CHALLENGE:
State how many lines in the records below contain the string "shop". Give only the number.

──────────────────────────────

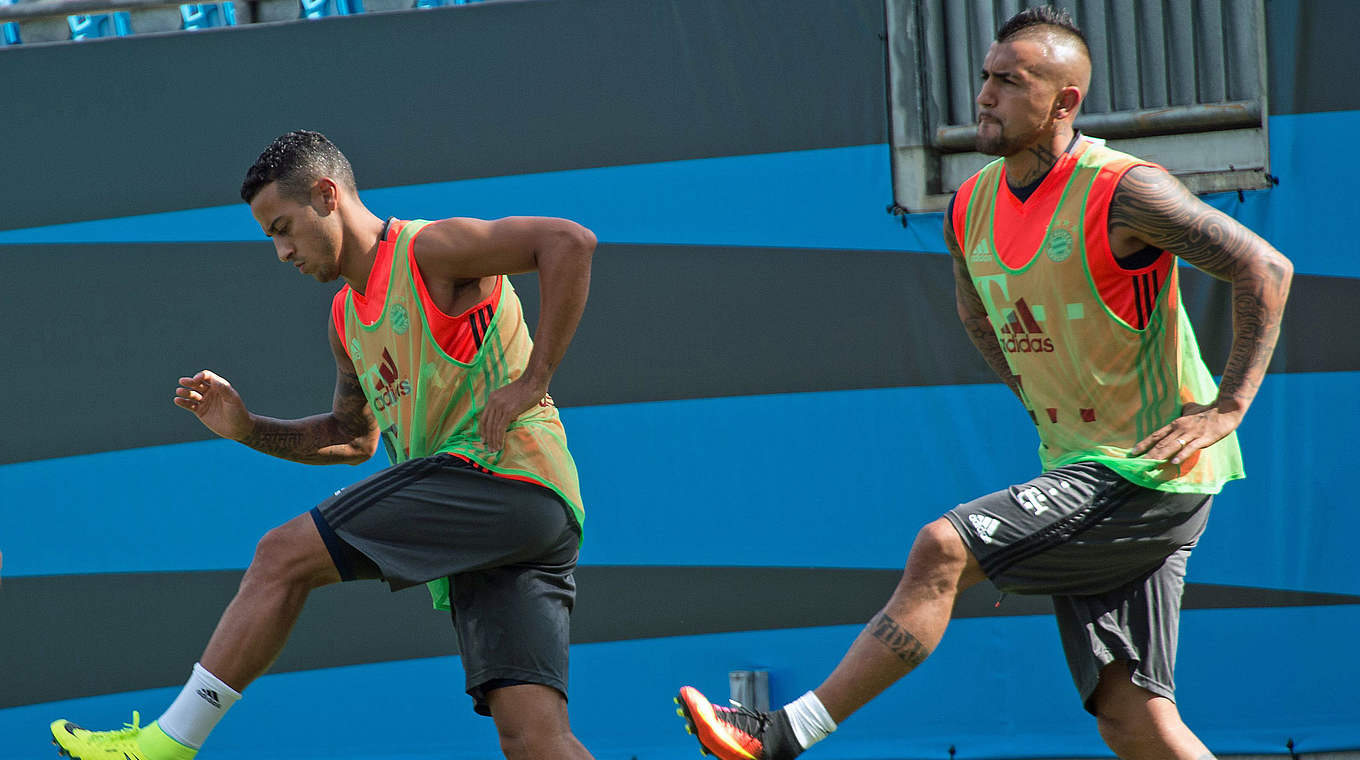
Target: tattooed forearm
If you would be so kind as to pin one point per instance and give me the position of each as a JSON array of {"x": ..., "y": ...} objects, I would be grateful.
[
  {"x": 898, "y": 639},
  {"x": 346, "y": 435},
  {"x": 1158, "y": 210},
  {"x": 309, "y": 441}
]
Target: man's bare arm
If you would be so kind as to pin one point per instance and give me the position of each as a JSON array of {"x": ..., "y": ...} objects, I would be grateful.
[
  {"x": 347, "y": 434},
  {"x": 559, "y": 250},
  {"x": 974, "y": 314},
  {"x": 1158, "y": 210}
]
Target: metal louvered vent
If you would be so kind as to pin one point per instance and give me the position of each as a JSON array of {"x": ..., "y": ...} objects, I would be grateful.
[{"x": 1177, "y": 82}]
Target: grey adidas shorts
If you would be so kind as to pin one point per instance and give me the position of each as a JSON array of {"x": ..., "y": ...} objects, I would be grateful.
[
  {"x": 1111, "y": 555},
  {"x": 509, "y": 549}
]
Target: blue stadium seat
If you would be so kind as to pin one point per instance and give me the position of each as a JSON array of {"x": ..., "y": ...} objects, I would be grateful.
[
  {"x": 10, "y": 30},
  {"x": 207, "y": 15},
  {"x": 97, "y": 26},
  {"x": 323, "y": 8}
]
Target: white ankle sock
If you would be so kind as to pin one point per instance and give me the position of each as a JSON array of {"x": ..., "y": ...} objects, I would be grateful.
[
  {"x": 196, "y": 711},
  {"x": 809, "y": 719}
]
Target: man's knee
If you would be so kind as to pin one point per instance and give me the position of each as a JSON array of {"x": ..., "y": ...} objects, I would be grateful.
[
  {"x": 1133, "y": 721},
  {"x": 939, "y": 552},
  {"x": 531, "y": 721},
  {"x": 291, "y": 554}
]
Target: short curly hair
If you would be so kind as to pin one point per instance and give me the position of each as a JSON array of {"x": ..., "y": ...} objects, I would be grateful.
[
  {"x": 1056, "y": 19},
  {"x": 295, "y": 161}
]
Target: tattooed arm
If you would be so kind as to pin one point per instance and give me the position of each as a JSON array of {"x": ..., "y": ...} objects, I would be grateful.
[
  {"x": 1152, "y": 208},
  {"x": 347, "y": 434},
  {"x": 974, "y": 314}
]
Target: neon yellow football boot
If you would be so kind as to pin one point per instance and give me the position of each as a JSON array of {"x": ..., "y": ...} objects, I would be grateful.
[{"x": 129, "y": 743}]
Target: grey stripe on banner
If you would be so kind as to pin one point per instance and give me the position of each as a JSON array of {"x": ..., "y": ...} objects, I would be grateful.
[
  {"x": 49, "y": 650},
  {"x": 653, "y": 331}
]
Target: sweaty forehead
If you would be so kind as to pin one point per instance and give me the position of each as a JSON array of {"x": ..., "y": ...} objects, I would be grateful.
[
  {"x": 269, "y": 204},
  {"x": 1041, "y": 55}
]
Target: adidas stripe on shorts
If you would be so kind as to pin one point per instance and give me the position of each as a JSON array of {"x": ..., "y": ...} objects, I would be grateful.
[
  {"x": 1111, "y": 555},
  {"x": 509, "y": 549}
]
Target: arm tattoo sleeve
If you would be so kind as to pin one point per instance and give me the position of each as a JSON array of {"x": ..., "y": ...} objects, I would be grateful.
[
  {"x": 320, "y": 439},
  {"x": 1160, "y": 212},
  {"x": 898, "y": 639}
]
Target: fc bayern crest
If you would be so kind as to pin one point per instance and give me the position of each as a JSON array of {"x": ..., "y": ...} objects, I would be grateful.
[
  {"x": 400, "y": 320},
  {"x": 1060, "y": 245}
]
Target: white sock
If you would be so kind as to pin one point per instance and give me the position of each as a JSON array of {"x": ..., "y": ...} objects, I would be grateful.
[
  {"x": 196, "y": 711},
  {"x": 809, "y": 719}
]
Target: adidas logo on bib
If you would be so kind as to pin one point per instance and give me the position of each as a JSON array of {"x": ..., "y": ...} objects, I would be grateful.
[{"x": 983, "y": 526}]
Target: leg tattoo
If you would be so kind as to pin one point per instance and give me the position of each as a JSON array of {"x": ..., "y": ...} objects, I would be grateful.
[{"x": 898, "y": 639}]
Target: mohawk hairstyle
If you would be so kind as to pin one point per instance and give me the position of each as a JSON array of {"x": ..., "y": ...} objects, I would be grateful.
[
  {"x": 297, "y": 161},
  {"x": 1041, "y": 16}
]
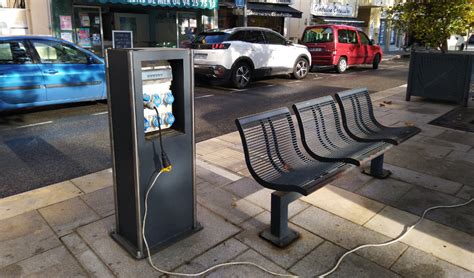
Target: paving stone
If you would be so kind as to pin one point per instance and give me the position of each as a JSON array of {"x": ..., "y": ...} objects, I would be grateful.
[
  {"x": 64, "y": 217},
  {"x": 245, "y": 270},
  {"x": 231, "y": 207},
  {"x": 428, "y": 181},
  {"x": 323, "y": 258},
  {"x": 94, "y": 181},
  {"x": 465, "y": 138},
  {"x": 349, "y": 235},
  {"x": 416, "y": 263},
  {"x": 285, "y": 257},
  {"x": 96, "y": 235},
  {"x": 222, "y": 253},
  {"x": 467, "y": 192},
  {"x": 38, "y": 198},
  {"x": 101, "y": 201},
  {"x": 214, "y": 175},
  {"x": 419, "y": 199},
  {"x": 23, "y": 236},
  {"x": 386, "y": 191},
  {"x": 53, "y": 263},
  {"x": 252, "y": 191},
  {"x": 88, "y": 260},
  {"x": 352, "y": 180},
  {"x": 442, "y": 241},
  {"x": 348, "y": 205}
]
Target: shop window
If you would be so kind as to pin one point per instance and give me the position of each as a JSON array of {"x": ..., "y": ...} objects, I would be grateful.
[
  {"x": 13, "y": 53},
  {"x": 56, "y": 53},
  {"x": 272, "y": 38}
]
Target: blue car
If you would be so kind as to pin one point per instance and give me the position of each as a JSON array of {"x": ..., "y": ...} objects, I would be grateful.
[{"x": 37, "y": 71}]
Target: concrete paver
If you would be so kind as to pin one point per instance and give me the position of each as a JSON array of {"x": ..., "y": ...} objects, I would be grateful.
[
  {"x": 23, "y": 236},
  {"x": 348, "y": 235},
  {"x": 285, "y": 257},
  {"x": 64, "y": 217},
  {"x": 416, "y": 263},
  {"x": 56, "y": 262}
]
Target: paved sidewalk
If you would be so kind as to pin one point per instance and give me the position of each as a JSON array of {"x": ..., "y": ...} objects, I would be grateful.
[{"x": 63, "y": 230}]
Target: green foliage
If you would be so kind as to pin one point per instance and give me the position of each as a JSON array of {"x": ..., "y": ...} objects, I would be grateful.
[{"x": 432, "y": 22}]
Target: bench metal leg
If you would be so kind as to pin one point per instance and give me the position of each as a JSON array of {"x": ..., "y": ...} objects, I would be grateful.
[
  {"x": 376, "y": 169},
  {"x": 279, "y": 234}
]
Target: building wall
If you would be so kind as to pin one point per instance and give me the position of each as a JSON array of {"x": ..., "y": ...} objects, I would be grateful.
[{"x": 39, "y": 17}]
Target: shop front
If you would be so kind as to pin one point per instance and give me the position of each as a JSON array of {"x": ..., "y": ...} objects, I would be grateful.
[{"x": 153, "y": 23}]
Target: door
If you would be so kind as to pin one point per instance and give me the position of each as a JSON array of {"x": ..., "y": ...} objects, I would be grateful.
[
  {"x": 282, "y": 57},
  {"x": 187, "y": 28},
  {"x": 366, "y": 50},
  {"x": 69, "y": 73},
  {"x": 21, "y": 81}
]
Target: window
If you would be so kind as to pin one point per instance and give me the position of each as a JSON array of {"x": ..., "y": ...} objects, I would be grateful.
[
  {"x": 352, "y": 37},
  {"x": 318, "y": 35},
  {"x": 51, "y": 52},
  {"x": 254, "y": 36},
  {"x": 273, "y": 38},
  {"x": 363, "y": 38},
  {"x": 13, "y": 53}
]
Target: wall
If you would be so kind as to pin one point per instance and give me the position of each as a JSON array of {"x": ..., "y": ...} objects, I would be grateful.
[{"x": 39, "y": 17}]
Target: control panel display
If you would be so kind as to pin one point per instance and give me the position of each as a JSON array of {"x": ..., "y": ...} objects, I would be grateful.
[{"x": 157, "y": 77}]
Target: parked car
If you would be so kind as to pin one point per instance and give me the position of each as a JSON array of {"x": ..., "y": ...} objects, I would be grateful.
[
  {"x": 340, "y": 46},
  {"x": 242, "y": 53},
  {"x": 456, "y": 42},
  {"x": 39, "y": 70}
]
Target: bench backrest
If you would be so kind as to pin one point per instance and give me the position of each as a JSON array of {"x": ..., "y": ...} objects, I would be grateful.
[
  {"x": 357, "y": 112},
  {"x": 321, "y": 127},
  {"x": 270, "y": 144}
]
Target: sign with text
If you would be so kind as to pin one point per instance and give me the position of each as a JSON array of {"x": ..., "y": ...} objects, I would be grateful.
[
  {"x": 122, "y": 39},
  {"x": 343, "y": 8}
]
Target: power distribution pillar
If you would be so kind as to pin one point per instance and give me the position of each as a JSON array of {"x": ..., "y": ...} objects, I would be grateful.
[{"x": 161, "y": 78}]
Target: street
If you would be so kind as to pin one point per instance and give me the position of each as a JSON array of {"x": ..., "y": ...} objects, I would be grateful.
[{"x": 47, "y": 146}]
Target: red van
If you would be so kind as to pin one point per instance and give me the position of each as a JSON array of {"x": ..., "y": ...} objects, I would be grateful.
[{"x": 340, "y": 46}]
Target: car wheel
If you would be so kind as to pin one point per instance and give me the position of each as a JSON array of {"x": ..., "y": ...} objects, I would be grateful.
[
  {"x": 241, "y": 75},
  {"x": 300, "y": 69},
  {"x": 341, "y": 65},
  {"x": 376, "y": 62}
]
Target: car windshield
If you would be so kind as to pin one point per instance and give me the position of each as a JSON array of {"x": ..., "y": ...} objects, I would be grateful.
[
  {"x": 318, "y": 34},
  {"x": 211, "y": 37}
]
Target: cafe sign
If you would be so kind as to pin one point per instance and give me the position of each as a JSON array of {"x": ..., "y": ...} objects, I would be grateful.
[
  {"x": 196, "y": 4},
  {"x": 342, "y": 8}
]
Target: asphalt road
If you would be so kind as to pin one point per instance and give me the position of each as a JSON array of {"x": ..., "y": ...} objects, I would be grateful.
[{"x": 49, "y": 145}]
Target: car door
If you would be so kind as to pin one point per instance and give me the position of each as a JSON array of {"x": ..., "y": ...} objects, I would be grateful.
[
  {"x": 281, "y": 57},
  {"x": 366, "y": 52},
  {"x": 69, "y": 73},
  {"x": 21, "y": 80}
]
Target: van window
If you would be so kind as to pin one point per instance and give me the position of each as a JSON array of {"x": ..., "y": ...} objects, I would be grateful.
[
  {"x": 347, "y": 36},
  {"x": 318, "y": 35}
]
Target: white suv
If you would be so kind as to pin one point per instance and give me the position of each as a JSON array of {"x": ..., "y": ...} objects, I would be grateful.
[{"x": 242, "y": 53}]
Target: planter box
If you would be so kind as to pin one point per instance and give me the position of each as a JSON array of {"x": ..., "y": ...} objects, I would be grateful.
[{"x": 440, "y": 76}]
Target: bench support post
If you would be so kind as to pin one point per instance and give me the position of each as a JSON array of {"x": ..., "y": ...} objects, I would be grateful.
[
  {"x": 376, "y": 169},
  {"x": 279, "y": 234}
]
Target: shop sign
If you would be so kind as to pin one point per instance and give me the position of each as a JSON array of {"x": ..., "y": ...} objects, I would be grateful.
[
  {"x": 197, "y": 4},
  {"x": 344, "y": 8},
  {"x": 287, "y": 2}
]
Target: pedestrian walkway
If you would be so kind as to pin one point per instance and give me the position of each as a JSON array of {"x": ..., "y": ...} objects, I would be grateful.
[{"x": 63, "y": 230}]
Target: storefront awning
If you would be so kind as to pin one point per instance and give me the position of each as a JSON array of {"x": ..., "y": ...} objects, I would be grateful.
[
  {"x": 272, "y": 10},
  {"x": 194, "y": 4},
  {"x": 340, "y": 20}
]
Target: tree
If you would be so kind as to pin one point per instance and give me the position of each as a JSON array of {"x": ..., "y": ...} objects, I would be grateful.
[{"x": 432, "y": 22}]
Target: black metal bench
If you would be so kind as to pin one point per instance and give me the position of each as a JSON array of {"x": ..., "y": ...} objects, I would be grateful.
[
  {"x": 276, "y": 161},
  {"x": 325, "y": 139},
  {"x": 360, "y": 124}
]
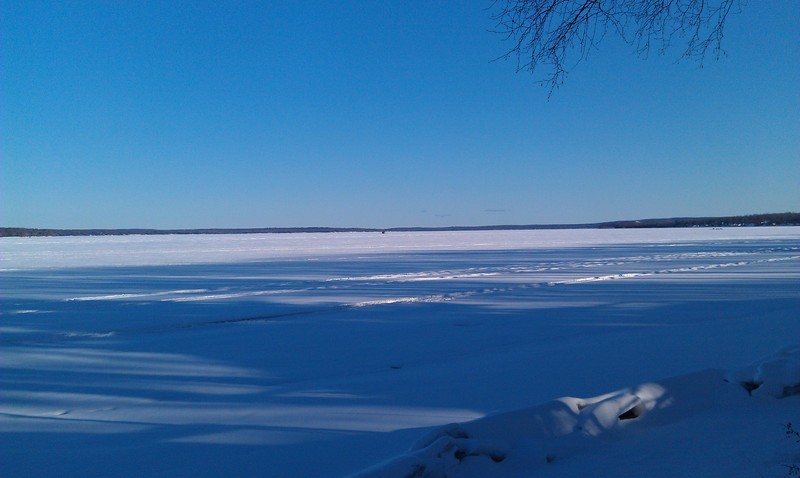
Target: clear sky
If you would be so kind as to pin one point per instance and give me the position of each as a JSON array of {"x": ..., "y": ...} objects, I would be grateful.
[{"x": 178, "y": 114}]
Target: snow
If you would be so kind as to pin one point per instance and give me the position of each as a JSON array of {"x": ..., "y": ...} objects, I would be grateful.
[{"x": 463, "y": 354}]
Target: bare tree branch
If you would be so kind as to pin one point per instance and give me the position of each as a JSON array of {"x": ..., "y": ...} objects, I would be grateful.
[{"x": 544, "y": 33}]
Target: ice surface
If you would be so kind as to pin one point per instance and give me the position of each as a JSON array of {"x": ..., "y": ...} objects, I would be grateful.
[{"x": 338, "y": 354}]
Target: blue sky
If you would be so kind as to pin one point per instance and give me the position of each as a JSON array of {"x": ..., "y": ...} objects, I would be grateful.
[{"x": 376, "y": 114}]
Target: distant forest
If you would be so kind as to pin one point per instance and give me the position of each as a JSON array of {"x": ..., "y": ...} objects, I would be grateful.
[{"x": 752, "y": 220}]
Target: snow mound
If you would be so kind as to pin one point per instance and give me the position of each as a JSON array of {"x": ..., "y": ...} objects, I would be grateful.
[
  {"x": 516, "y": 443},
  {"x": 777, "y": 376}
]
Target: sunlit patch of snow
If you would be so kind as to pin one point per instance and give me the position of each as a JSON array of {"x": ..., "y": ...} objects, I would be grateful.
[{"x": 135, "y": 296}]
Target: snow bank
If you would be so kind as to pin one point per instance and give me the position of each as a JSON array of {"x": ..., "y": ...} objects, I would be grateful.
[{"x": 517, "y": 443}]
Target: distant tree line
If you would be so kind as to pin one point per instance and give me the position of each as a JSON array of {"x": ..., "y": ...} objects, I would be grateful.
[{"x": 752, "y": 220}]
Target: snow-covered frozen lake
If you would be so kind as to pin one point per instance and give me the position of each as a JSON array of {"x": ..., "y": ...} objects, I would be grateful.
[{"x": 326, "y": 354}]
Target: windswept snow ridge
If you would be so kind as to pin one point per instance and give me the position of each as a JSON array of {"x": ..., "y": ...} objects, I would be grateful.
[
  {"x": 321, "y": 356},
  {"x": 518, "y": 443}
]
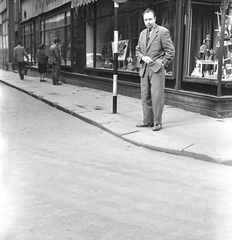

──────────────────────────────

FINAL RESULT:
3